■ FUENTE:
***

# Limitar velocidad de scooter eléctrica



## balialvaro (Mar 11, 2008)

Hola , necesito limitar la velocidad de una scooter eléctrica a 15 km/h, el motor es de 36 Voltios, 250 Watts


----------



## gabrielg (Mar 12, 2008)

Limita la carrera del cable del acelerador. Ahora, si quieres algo mas complicado.... bueno.... Suerte


----------



## balialvaro (Mar 12, 2008)

El acelerador es un potenciómetro...había pensado intercalarle una resistencia ...se podrá hacer ?


----------



## pepechip (Mar 12, 2008)

Deberás buscar el valor adecuado de ésta así como su potencia.


----------



## Dano (Mar 12, 2008)

pepechip dijo:
			
		

> Deberás buscar el valor adecuado de ésta así como su potencia.

***

■ CONJUNTO DE ÍTEMS:
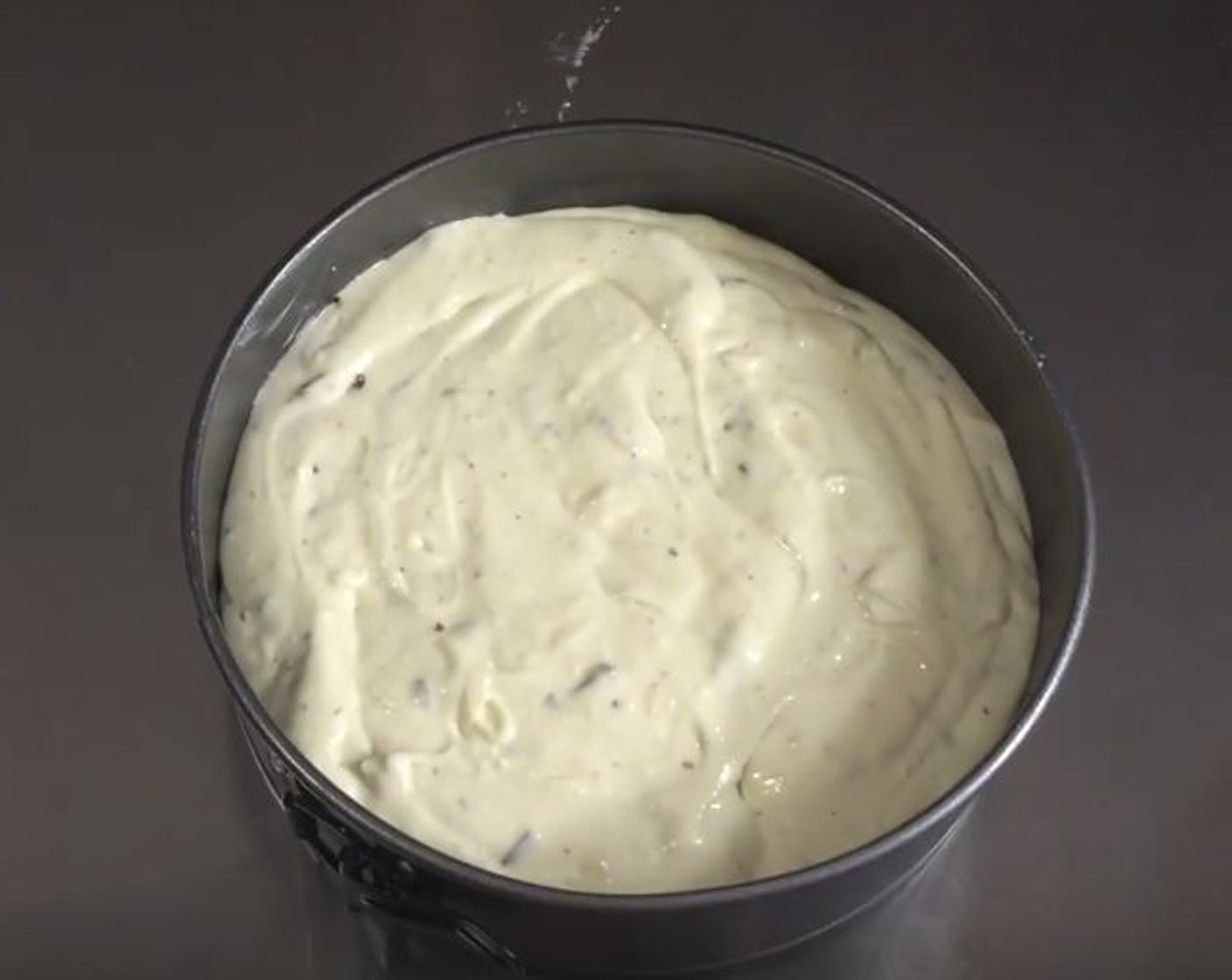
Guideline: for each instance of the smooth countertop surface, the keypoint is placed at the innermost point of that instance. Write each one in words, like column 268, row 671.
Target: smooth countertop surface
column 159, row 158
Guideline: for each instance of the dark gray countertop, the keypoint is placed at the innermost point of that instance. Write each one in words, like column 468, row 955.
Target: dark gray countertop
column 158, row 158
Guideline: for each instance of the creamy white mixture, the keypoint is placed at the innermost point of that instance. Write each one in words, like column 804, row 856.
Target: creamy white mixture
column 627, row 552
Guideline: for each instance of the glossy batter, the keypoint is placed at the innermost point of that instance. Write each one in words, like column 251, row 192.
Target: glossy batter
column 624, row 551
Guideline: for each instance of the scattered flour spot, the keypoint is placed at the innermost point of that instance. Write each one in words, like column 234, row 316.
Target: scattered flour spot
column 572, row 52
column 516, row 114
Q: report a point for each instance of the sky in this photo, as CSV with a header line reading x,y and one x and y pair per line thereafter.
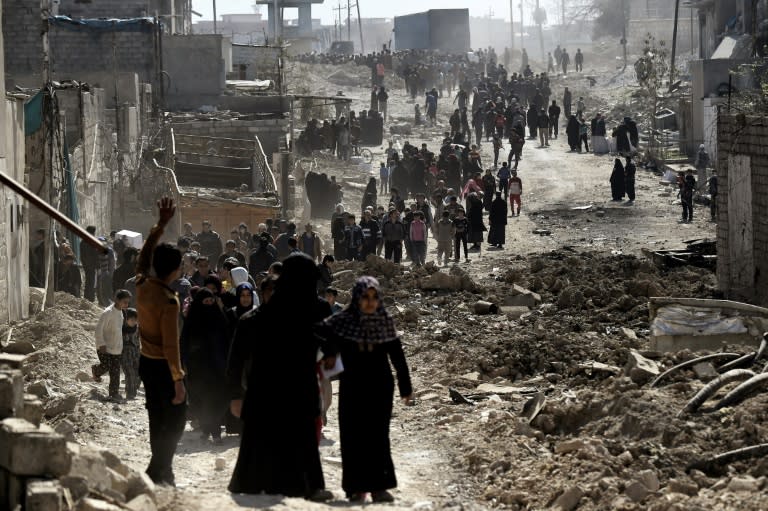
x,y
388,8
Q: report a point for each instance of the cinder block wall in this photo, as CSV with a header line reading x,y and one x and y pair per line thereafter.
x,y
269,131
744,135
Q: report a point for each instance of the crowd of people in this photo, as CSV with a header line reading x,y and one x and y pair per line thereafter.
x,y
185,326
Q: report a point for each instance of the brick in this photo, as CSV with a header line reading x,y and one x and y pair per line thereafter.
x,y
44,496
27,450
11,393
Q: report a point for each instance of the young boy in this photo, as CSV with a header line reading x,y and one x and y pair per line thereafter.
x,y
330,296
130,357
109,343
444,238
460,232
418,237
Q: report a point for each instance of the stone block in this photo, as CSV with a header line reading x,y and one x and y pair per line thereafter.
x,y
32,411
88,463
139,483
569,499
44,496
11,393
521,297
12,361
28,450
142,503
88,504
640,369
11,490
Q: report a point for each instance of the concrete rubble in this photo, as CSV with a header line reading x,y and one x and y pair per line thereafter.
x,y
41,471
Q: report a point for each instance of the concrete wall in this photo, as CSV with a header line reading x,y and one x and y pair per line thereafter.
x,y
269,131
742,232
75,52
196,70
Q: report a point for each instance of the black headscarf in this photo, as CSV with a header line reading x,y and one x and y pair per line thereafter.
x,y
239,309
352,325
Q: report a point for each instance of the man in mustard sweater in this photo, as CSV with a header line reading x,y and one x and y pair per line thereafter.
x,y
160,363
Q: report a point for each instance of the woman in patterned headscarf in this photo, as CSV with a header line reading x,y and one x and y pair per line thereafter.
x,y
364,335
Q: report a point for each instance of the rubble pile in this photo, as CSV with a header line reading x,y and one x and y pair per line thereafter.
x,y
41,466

***

■ TAREA A: Indica si cada una de estas afirmaciones concuerda con el hilo sobre la scooter eléctrica, respondiendo sí o no y citando literalmente las palabras que lo deciden: (i) el motor de la scooter es de 36 voltios y 250 vatios; (ii) gabrielg propone limitar la carrera del cable del acelerador; (iii) el acelerador funciona con un interruptor.
■ TAREA B: Prosigue el hilo sobre la scooter eléctrica desde el punto en que termina.
Los ítems son un material aparte y no forman parte del hilo sobre la scooter eléctrica.

■ RESPUESTA A: (i) Sí: «el motor es de 36 Voltios, 250 Watts». (ii) Sí: «Limita la carrera del cable del acelerador.» (iii) No: «El acelerador es un potenciómetro».

■ RESPUESTA B:
Nunca e tenido el placer de desarmar una moto electrica pero, no creo que el pote del acelerador sea de potencia. Con una resistencia de 1/4 de Watt debe ir de primera

Supongo que el sistema para controlar la velocidad del motor es por PWM y luego a un o unos BTJs o Mosfets


Saludos


----------



## balialvaro (Mar 13, 2008)

Gracias a todos por la ayuda ...intercalé un pote de 10 k y funcionó bien.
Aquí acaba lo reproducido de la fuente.